**Instructions for the task:**
Find the line containing "Task: identify the green waistband". Retype it and every line after it through the end of the entries, exactly as written, with nothing added.

**Given data:**
>>>>
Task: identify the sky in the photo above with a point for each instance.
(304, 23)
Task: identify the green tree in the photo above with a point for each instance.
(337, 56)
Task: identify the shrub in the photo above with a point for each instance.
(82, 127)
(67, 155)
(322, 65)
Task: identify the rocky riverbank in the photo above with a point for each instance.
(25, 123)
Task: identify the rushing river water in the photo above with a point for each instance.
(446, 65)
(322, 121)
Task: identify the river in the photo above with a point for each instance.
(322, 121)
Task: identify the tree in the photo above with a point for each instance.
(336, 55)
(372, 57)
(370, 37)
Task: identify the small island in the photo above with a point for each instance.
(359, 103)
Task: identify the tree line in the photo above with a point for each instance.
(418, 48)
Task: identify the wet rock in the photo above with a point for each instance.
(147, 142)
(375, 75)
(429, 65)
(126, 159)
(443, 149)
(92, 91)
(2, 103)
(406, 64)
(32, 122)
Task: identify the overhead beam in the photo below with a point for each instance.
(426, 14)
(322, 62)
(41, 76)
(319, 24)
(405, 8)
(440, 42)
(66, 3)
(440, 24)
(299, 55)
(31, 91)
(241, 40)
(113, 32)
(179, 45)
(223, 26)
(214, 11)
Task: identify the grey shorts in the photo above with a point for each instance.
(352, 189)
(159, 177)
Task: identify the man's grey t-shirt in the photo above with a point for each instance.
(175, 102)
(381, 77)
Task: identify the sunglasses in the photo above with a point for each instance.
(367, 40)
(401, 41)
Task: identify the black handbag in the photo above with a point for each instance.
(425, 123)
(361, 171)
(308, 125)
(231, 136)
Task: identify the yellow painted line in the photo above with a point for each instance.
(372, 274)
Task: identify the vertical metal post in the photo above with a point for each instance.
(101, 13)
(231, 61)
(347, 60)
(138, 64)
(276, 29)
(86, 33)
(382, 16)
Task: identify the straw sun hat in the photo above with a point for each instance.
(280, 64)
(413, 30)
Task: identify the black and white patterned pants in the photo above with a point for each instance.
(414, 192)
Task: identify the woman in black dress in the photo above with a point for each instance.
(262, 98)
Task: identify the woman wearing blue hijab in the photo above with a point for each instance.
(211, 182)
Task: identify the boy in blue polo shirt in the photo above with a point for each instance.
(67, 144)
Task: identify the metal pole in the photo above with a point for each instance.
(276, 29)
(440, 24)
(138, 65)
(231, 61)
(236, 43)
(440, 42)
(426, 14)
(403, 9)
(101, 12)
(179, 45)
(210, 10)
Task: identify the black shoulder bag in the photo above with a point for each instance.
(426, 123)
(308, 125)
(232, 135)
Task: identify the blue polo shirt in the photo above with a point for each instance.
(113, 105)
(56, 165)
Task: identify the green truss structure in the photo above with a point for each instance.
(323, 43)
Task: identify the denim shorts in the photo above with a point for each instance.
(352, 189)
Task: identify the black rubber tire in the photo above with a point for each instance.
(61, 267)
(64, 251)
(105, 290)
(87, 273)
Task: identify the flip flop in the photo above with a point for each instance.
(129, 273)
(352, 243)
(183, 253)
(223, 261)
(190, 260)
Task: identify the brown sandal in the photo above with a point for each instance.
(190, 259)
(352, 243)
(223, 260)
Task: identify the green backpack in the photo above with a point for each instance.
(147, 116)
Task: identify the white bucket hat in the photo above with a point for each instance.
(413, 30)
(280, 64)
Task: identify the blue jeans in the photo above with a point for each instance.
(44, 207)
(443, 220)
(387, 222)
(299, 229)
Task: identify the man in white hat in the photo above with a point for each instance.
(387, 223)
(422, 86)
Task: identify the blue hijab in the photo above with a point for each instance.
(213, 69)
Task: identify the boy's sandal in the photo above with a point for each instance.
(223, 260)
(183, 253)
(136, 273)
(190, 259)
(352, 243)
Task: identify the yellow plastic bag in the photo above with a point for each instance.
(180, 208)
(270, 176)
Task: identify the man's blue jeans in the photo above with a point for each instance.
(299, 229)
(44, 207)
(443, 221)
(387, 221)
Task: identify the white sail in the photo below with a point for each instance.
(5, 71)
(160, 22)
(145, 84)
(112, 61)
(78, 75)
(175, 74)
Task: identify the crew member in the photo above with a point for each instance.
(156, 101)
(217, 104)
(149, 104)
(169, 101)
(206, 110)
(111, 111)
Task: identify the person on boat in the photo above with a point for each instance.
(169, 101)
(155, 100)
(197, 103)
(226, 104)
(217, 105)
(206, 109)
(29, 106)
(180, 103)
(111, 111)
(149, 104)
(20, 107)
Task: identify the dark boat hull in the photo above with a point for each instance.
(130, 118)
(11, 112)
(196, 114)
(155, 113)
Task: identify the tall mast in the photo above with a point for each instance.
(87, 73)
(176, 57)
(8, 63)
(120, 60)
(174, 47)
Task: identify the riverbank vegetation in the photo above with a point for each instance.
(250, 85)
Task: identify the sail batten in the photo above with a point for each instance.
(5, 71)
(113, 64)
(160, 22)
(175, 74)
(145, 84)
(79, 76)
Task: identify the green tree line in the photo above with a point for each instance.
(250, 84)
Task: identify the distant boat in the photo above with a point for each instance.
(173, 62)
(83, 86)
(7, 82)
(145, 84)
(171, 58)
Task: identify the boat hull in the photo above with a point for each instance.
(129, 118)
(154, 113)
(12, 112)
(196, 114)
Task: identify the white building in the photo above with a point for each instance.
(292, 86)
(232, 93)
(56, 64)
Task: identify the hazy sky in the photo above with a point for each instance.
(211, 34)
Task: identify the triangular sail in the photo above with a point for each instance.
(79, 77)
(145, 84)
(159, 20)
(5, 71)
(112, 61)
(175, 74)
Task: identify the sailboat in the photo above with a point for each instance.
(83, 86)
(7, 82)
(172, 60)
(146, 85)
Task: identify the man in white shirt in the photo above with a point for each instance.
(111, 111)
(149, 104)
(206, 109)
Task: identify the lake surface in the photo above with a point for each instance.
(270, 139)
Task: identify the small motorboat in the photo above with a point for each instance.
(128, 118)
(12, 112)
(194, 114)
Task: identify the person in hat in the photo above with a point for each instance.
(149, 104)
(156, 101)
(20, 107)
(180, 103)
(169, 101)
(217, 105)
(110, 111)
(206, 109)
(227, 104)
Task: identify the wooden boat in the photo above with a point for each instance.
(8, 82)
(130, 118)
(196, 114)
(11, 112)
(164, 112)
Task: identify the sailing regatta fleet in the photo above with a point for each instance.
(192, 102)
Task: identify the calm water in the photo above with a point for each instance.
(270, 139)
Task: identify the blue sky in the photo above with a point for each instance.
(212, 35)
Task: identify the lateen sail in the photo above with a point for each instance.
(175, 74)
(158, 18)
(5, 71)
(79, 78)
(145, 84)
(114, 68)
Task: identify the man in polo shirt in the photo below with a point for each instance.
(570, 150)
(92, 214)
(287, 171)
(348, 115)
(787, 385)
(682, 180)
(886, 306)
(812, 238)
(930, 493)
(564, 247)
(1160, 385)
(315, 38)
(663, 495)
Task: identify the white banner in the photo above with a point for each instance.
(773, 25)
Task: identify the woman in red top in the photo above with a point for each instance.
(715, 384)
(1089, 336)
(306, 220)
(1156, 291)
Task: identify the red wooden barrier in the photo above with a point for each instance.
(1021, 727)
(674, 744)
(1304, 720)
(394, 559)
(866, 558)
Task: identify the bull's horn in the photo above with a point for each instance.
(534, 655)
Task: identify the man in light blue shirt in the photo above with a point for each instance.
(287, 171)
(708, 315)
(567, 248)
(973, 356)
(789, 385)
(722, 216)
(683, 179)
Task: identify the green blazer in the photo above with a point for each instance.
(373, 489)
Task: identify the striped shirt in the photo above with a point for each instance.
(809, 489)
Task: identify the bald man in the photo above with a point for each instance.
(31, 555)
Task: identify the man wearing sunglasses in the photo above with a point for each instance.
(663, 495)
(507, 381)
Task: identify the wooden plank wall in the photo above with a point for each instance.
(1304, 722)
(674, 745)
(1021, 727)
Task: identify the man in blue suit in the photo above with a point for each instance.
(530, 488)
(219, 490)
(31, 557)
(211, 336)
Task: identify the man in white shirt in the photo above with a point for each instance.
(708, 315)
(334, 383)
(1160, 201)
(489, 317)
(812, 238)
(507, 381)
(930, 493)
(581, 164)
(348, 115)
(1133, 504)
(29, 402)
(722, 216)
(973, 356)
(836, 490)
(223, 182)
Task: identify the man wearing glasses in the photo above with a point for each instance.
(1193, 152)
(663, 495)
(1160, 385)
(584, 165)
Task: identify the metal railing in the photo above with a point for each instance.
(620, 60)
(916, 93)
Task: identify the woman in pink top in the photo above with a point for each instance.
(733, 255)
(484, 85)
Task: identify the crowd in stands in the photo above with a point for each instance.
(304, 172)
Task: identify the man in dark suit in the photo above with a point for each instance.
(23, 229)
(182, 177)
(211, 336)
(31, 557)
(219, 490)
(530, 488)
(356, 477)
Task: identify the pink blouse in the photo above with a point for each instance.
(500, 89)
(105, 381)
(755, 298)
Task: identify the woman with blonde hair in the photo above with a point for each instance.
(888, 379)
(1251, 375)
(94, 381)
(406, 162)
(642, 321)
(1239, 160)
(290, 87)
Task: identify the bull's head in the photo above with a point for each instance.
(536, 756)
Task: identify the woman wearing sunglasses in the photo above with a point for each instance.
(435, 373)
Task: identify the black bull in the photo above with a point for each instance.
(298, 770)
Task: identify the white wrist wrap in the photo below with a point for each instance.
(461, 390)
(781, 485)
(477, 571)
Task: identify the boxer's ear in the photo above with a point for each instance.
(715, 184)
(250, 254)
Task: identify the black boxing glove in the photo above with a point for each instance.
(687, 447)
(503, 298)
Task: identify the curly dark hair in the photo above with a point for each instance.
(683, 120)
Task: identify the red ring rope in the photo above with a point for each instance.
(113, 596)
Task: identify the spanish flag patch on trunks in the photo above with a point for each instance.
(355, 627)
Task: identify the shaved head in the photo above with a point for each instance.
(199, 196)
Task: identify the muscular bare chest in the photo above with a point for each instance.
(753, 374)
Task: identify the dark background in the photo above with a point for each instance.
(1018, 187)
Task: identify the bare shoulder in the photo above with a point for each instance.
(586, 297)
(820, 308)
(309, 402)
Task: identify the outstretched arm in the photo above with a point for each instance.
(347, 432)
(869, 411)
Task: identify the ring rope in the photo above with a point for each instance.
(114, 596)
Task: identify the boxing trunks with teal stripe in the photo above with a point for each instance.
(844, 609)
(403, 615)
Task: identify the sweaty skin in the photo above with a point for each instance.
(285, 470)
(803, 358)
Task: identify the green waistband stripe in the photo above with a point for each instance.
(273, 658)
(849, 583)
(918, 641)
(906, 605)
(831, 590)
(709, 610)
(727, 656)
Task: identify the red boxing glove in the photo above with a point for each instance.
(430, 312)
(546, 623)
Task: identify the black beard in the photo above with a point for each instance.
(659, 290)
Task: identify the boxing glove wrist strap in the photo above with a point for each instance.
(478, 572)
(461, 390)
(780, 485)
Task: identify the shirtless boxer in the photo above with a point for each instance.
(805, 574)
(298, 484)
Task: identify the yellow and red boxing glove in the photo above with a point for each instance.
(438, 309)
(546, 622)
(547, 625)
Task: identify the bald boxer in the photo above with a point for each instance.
<<<<
**Problem solution:**
Task: identify the green waistband stripe in the photo above with a point for each instance.
(273, 658)
(849, 583)
(918, 641)
(906, 605)
(831, 590)
(709, 610)
(727, 656)
Task: identify the red boxing glove in the photo above with a point for each instance.
(430, 312)
(546, 623)
Task: identify the black beard in the photo above with a point for each instance.
(659, 290)
Task: identify the boxing glove wrist strap in the photo above with a point for each instance.
(478, 572)
(461, 390)
(780, 485)
Task: identify the shirtless boxer in the photo above with a point for each instance.
(805, 574)
(298, 484)
Task: identify the yellow and red boxing glove in the photo above with a point for each instance.
(438, 309)
(546, 622)
(547, 625)
Task: identify the bald boxer in the photo above with a point for each instance.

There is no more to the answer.